- THE TASK -
All entries must be given again exactly as written.

Saved data entries:
Content starts

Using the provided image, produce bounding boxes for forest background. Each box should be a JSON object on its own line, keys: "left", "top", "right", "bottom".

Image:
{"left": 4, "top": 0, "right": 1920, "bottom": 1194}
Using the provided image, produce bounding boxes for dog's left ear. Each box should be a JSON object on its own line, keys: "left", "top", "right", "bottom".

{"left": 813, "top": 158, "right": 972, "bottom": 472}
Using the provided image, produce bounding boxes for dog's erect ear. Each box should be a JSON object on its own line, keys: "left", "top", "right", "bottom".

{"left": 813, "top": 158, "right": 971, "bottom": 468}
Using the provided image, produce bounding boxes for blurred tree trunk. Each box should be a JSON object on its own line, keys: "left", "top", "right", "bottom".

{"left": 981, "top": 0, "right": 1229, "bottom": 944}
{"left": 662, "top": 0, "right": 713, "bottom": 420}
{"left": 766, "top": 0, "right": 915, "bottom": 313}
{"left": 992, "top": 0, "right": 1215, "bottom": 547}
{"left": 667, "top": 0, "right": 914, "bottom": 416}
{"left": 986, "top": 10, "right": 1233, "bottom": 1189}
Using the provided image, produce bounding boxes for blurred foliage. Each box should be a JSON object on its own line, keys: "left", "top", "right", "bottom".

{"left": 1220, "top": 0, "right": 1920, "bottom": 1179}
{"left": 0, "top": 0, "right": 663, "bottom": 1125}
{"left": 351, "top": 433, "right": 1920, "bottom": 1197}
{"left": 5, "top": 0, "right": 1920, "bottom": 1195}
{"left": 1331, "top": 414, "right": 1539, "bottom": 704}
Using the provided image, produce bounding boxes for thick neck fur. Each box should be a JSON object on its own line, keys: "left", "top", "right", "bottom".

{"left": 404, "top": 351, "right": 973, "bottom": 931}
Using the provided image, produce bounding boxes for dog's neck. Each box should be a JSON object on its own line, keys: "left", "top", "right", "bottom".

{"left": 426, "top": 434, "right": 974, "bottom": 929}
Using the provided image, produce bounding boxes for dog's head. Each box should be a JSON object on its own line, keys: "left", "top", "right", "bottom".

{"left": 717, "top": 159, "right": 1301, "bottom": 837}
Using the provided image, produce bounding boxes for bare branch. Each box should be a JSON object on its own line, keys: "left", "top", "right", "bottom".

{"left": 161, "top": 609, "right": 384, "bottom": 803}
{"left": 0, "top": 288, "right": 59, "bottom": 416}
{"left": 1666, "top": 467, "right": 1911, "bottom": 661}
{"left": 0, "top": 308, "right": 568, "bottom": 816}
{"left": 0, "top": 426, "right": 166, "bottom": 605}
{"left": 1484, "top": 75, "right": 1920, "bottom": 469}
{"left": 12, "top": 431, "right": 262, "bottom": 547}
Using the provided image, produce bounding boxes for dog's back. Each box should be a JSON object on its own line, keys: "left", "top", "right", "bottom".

Content ends

- ANSWER -
Using the provided image, produce bounding boxes for forest background. Each box should be a JSON object on its own line, keys: "left", "top", "right", "bottom".

Image:
{"left": 4, "top": 0, "right": 1920, "bottom": 1194}
Using the provided image, produce bounding boxes for dog's left ear. Each box should be a JSON object on its own line, keys: "left", "top", "right", "bottom".

{"left": 813, "top": 158, "right": 972, "bottom": 472}
Using the provided image, produce bounding boxes for dog's erect ear. Each box should be a JSON object on its own line, keys: "left", "top", "right", "bottom".

{"left": 813, "top": 158, "right": 971, "bottom": 468}
Using the provided image, produce bounding boxes for blurred tree trunk. Each box should be a JSON object on its own line, keys: "left", "top", "right", "bottom".

{"left": 981, "top": 0, "right": 1229, "bottom": 944}
{"left": 662, "top": 0, "right": 713, "bottom": 420}
{"left": 766, "top": 0, "right": 915, "bottom": 313}
{"left": 992, "top": 0, "right": 1215, "bottom": 547}
{"left": 667, "top": 0, "right": 914, "bottom": 416}
{"left": 986, "top": 10, "right": 1233, "bottom": 1189}
Using the provided image, produce bounding boxes for blurred foliage. Each box should be a JSON object on its own line, keys: "left", "top", "right", "bottom".

{"left": 1220, "top": 0, "right": 1920, "bottom": 1179}
{"left": 0, "top": 0, "right": 663, "bottom": 1125}
{"left": 351, "top": 433, "right": 1920, "bottom": 1197}
{"left": 5, "top": 0, "right": 1920, "bottom": 1195}
{"left": 1331, "top": 414, "right": 1539, "bottom": 704}
Using the provided image, produce bounding boxes for thick neck fur. Each box should be a JSON object on its own line, keys: "left", "top", "right", "bottom".

{"left": 404, "top": 351, "right": 973, "bottom": 931}
Using the provided image, produce bounding boxes for dog's neck. Each box should be a JSON object on its own line, keys: "left", "top", "right", "bottom".

{"left": 426, "top": 434, "right": 974, "bottom": 929}
Using the provided image, produce bounding boxes for dog's head. Each box should be a JSON object on its own line, keys: "left", "top", "right", "bottom".

{"left": 717, "top": 159, "right": 1301, "bottom": 837}
Using the provided image, produce bounding boxes for bare branch. Each box should be a JSON object on its own line, keys: "left", "top", "right", "bottom".

{"left": 161, "top": 609, "right": 384, "bottom": 803}
{"left": 0, "top": 288, "right": 59, "bottom": 416}
{"left": 1666, "top": 467, "right": 1911, "bottom": 661}
{"left": 0, "top": 308, "right": 568, "bottom": 816}
{"left": 0, "top": 426, "right": 166, "bottom": 605}
{"left": 1484, "top": 75, "right": 1920, "bottom": 469}
{"left": 12, "top": 431, "right": 262, "bottom": 547}
Using the provided image, produce bounding boxes for dog's back. Each box should be a JSON object on its own line, keys: "left", "top", "right", "bottom".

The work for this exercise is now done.